> WHAT IS ASKED:
1. Answer these questions using the Wayland excerpt, one answer per line:
(a) Which company owns Red Hat?
(b) How much RAM does the Raspberry Pi 5 have?
(c) Which desktop environment was paired with X11 and XRDP to reach an existing session?
2. Reproduce the Wayland excerpt word for word from "That said, there" up to and including "improvement in responsiveness.".

--- BEGIN SOURCE TEXT ---

That said, there are still gaps. Common concerns include incomplete accessibility support (e.g., screen readers and input tools), inconsistent remote desktop behavior, and varying hardware performance. Some critics also argue that the push toward Wayland-first or Wayland-only environments is often associated with organizations like Red Hat which is owned by IBM. This push to remove X11 is happening before feature parity with X11 is fully achieved.
From my own experience, Wayland works well on modern hardware, but performance has been noticeably worse on older or lower-powered devices such as a 2011 iMac (iMac12,2), an Intel N200 mini PC, and a Raspberry Pi 5 (8GB RAM). Switching to X11 on those systems resulted in a clear improvement in responsiveness.
Remote desktop is another area where I’ve consistently run into issues under Wayland. Tools using RDP or similar protocols often either fail to connect properly or require starting a new session rather than attaching to the active one. In contrast, using X11 with XRDP and XFCE allowed me to reliably access an existing session.

--- END SOURCE TEXT ---
--- BEGIN RAW DATA ---

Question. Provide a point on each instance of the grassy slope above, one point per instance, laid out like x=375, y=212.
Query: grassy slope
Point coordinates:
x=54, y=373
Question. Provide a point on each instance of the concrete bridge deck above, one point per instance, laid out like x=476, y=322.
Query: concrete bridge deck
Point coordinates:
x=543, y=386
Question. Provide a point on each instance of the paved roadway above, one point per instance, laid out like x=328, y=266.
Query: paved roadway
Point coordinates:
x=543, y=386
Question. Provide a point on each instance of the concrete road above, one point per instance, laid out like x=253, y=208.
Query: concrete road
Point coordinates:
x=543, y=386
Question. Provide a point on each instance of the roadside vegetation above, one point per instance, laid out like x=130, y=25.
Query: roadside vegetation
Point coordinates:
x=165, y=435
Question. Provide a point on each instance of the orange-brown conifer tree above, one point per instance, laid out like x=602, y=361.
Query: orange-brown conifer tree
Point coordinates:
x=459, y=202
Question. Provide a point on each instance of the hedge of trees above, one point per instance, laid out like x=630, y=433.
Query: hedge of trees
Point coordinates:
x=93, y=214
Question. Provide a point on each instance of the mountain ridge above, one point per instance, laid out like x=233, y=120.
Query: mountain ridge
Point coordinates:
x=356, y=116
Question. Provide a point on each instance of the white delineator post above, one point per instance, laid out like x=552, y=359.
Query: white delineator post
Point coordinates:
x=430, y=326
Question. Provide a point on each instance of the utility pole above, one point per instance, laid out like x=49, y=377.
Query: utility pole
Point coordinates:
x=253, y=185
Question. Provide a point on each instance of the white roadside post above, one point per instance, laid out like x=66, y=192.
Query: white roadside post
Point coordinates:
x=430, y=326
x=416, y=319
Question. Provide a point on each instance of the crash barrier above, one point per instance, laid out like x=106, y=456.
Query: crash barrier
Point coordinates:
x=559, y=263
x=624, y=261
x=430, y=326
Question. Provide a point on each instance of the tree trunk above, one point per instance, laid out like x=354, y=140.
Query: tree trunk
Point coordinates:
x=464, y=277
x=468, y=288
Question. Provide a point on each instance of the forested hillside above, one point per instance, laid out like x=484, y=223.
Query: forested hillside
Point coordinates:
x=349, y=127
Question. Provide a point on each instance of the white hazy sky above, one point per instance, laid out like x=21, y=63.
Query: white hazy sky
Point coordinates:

--- END RAW DATA ---

> EXERCISE SOLUTIONS:
1.
(a) IBM
(b) 8GB
(c) XFCE

2.
That said, there are still gaps. Common concerns include incomplete accessibility support (e.g., screen readers and input tools), inconsistent remote desktop behavior, and varying hardware performance. Some critics also argue that the push toward Wayland-first or Wayland-only environments is often associated with organizations like Red Hat which is owned by IBM. This push to remove X11 is happening before feature parity with X11 is fully achieved.
From my own experience, Wayland works well on modern hardware, but performance has been noticeably worse on older or lower-powered devices such as a 2011 iMac (iMac12,2), an Intel N200 mini PC, and a Raspberry Pi 5 (8GB RAM). Switching to X11 on those systems resulted in a clear improvement in responsiveness.